Work instructions → Can you rewrite the lines below so that "pink flower" becomes "pink blossom", with nothing else altered?

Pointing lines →
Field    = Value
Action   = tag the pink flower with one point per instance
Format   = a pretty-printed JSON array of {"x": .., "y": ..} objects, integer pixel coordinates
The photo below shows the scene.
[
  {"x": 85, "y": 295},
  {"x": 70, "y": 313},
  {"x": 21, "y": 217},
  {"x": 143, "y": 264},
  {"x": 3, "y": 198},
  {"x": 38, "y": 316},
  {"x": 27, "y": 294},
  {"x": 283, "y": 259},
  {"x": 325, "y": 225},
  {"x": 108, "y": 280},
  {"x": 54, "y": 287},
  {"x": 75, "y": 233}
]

Task output →
Field    = Value
Action   = tag the pink blossom with one point per instance
Format   = a pretty-printed JSON array of {"x": .., "y": ..} objects, integer pixel coordinates
The photo below shows the scene.
[
  {"x": 85, "y": 295},
  {"x": 70, "y": 313},
  {"x": 21, "y": 217},
  {"x": 143, "y": 264},
  {"x": 3, "y": 198},
  {"x": 38, "y": 316},
  {"x": 27, "y": 294},
  {"x": 283, "y": 259},
  {"x": 325, "y": 225},
  {"x": 108, "y": 280},
  {"x": 54, "y": 287},
  {"x": 75, "y": 233}
]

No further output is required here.